* SHORT PROBLEM: Identify every line in the entries below that contains the word "yellow", and copy each of those lines. Matching is case-sensitive.

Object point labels
"""
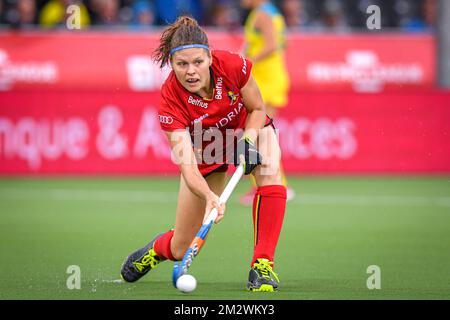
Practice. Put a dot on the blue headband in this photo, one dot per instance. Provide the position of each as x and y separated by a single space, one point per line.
188 46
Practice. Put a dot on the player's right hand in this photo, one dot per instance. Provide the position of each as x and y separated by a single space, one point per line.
212 201
246 152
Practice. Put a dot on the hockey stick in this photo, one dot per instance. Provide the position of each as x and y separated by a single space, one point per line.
181 268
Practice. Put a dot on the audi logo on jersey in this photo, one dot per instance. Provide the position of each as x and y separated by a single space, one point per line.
165 119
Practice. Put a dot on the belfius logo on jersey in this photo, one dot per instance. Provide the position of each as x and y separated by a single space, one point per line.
233 97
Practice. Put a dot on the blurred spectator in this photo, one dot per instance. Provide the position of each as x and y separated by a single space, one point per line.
106 12
54 13
333 16
224 14
143 15
292 10
322 15
424 20
167 11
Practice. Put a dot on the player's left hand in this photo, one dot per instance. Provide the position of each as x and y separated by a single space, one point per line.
212 201
247 152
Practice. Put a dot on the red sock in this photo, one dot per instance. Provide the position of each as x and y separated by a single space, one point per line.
162 246
269 205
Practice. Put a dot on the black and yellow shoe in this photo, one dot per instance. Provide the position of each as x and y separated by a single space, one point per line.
261 277
140 262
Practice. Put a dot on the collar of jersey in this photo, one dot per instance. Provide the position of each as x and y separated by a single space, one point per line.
214 87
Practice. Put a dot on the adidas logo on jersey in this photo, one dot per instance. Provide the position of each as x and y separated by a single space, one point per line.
198 102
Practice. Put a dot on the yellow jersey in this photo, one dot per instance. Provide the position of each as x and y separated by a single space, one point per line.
270 73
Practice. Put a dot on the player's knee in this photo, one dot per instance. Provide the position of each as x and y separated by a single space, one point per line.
178 250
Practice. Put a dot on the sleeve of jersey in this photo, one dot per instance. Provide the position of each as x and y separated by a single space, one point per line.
169 115
240 68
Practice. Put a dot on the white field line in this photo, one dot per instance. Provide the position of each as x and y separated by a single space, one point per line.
128 196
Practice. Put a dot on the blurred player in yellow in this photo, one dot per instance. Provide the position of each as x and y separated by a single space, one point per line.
265 41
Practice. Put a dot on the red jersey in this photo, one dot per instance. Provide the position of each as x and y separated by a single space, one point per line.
181 109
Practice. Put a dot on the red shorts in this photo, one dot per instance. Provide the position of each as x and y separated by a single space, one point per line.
207 169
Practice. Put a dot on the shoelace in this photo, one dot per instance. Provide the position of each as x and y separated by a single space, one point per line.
147 261
265 267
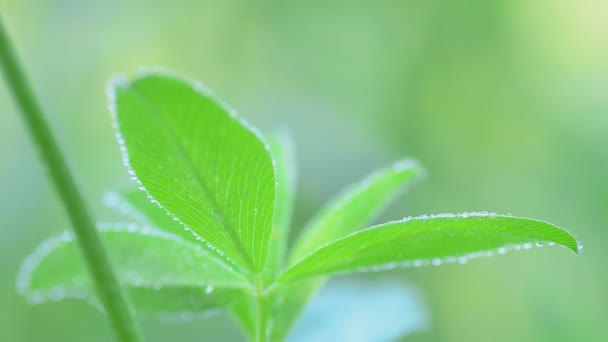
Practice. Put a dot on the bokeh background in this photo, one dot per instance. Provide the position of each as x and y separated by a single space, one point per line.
505 102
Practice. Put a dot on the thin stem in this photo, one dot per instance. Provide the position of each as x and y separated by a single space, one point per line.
108 288
261 310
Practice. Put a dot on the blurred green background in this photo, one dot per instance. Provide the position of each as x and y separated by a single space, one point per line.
505 102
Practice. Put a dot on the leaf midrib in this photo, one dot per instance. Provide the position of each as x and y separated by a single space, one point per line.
225 223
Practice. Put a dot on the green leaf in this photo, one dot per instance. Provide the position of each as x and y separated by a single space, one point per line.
243 312
347 213
353 209
428 240
134 204
209 169
282 148
164 274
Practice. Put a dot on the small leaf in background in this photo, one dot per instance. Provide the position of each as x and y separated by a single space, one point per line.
164 274
428 240
355 207
135 205
282 148
366 311
198 161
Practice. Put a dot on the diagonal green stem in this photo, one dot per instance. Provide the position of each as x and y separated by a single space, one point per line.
107 285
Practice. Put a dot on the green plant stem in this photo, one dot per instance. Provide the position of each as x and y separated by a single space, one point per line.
261 310
108 288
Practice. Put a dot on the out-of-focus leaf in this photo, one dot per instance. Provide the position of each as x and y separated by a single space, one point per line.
243 312
164 274
287 302
355 207
428 240
349 311
283 151
200 162
134 204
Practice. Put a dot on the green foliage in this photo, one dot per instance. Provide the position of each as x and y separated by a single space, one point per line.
219 239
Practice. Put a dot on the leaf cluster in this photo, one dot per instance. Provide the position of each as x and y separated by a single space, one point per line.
209 223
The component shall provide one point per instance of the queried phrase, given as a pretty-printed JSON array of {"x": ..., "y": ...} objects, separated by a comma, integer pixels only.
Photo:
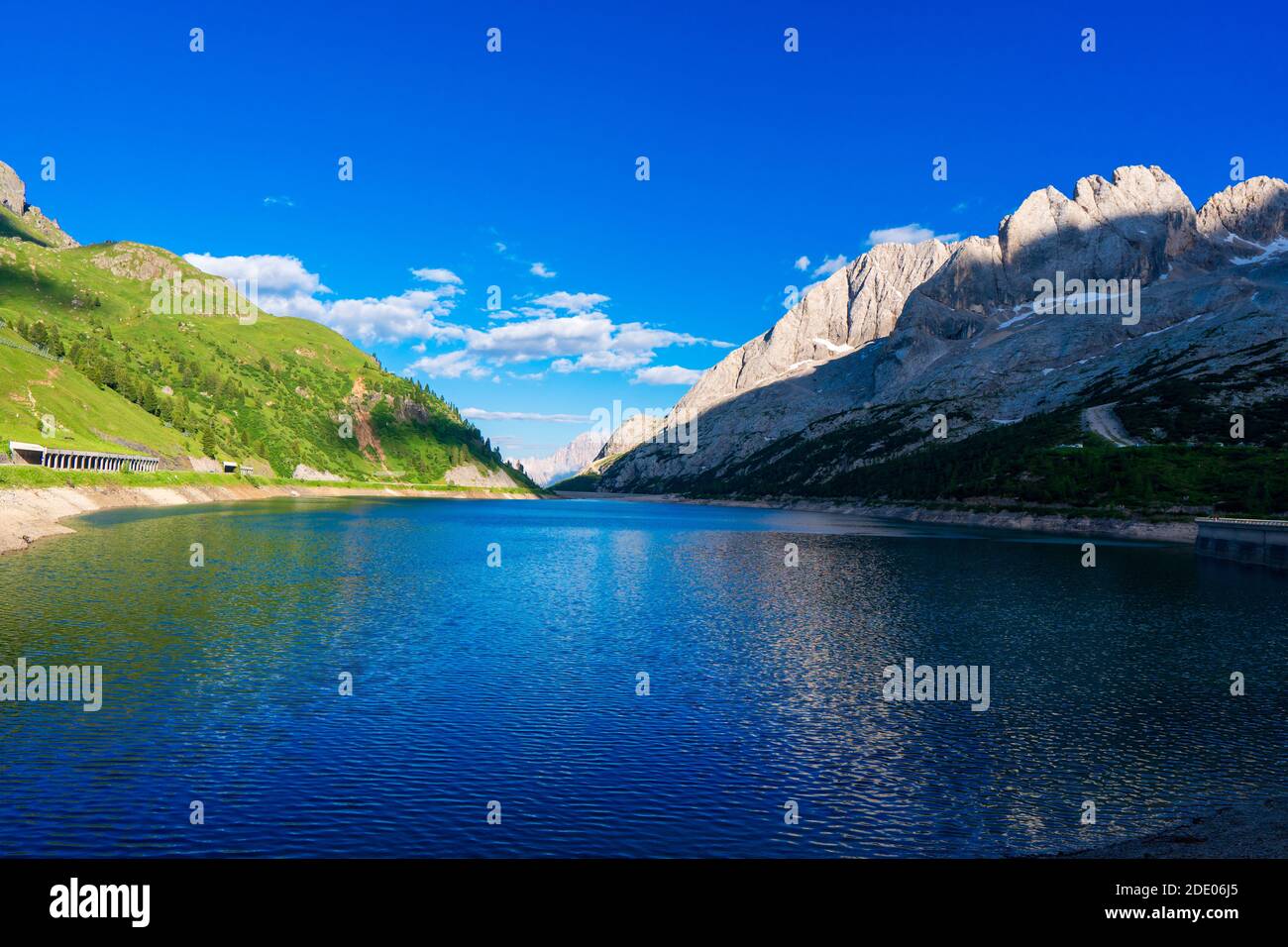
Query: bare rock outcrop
[
  {"x": 965, "y": 330},
  {"x": 13, "y": 197}
]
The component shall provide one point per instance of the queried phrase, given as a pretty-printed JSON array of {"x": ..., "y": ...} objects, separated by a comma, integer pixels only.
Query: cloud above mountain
[
  {"x": 566, "y": 329},
  {"x": 909, "y": 234}
]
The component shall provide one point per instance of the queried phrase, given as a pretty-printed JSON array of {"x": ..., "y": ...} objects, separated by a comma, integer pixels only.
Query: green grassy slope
[{"x": 269, "y": 394}]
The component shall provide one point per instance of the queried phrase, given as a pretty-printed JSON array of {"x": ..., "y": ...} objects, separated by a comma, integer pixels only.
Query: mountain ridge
[
  {"x": 85, "y": 346},
  {"x": 967, "y": 339}
]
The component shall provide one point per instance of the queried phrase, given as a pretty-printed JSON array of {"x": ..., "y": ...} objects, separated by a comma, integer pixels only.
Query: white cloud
[
  {"x": 284, "y": 287},
  {"x": 829, "y": 265},
  {"x": 275, "y": 274},
  {"x": 666, "y": 375},
  {"x": 437, "y": 274},
  {"x": 450, "y": 365},
  {"x": 572, "y": 302},
  {"x": 909, "y": 234},
  {"x": 477, "y": 414}
]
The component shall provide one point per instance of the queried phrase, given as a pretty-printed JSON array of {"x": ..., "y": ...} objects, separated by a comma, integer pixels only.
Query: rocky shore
[
  {"x": 33, "y": 513},
  {"x": 1181, "y": 532},
  {"x": 1254, "y": 830}
]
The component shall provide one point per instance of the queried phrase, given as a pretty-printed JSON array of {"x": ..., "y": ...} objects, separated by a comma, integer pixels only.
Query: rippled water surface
[{"x": 518, "y": 684}]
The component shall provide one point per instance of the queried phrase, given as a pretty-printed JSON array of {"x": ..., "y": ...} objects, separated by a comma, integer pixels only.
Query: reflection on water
[{"x": 518, "y": 684}]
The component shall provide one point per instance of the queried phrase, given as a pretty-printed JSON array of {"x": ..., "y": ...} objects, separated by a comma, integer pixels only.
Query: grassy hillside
[{"x": 80, "y": 343}]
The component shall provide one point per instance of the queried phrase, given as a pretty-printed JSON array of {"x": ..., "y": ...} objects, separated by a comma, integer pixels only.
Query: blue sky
[{"x": 484, "y": 165}]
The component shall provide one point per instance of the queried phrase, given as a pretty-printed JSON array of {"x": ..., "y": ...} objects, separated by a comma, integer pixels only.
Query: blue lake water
[{"x": 518, "y": 684}]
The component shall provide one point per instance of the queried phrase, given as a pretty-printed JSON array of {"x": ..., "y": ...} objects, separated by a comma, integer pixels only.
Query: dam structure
[
  {"x": 1249, "y": 541},
  {"x": 60, "y": 459}
]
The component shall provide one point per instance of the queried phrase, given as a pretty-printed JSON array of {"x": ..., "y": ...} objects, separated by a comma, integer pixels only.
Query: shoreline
[
  {"x": 29, "y": 514},
  {"x": 1247, "y": 830},
  {"x": 1050, "y": 523}
]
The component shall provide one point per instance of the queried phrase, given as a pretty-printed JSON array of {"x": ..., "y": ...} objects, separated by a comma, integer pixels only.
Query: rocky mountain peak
[
  {"x": 1254, "y": 210},
  {"x": 13, "y": 192},
  {"x": 13, "y": 197}
]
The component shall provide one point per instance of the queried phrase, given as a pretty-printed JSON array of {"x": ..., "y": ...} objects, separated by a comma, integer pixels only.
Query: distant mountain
[
  {"x": 84, "y": 341},
  {"x": 567, "y": 460},
  {"x": 841, "y": 392}
]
"""
* TASK SOLUTION:
Practice. Put a dot on the black and yellow shoe in this photo, one dot per instance. Provide the position of each as x and y separated by a single space, one point per line.
Practice. Put a dot on the yellow jersey in this photo, one dot per instance. Provide the position of each as x and y separated by a single space, one point per line.
Practice. Put a dot on the blurred player in yellow in this photo, one dot per instance. Provide the position of each as x and y separated by a single space, one point per line.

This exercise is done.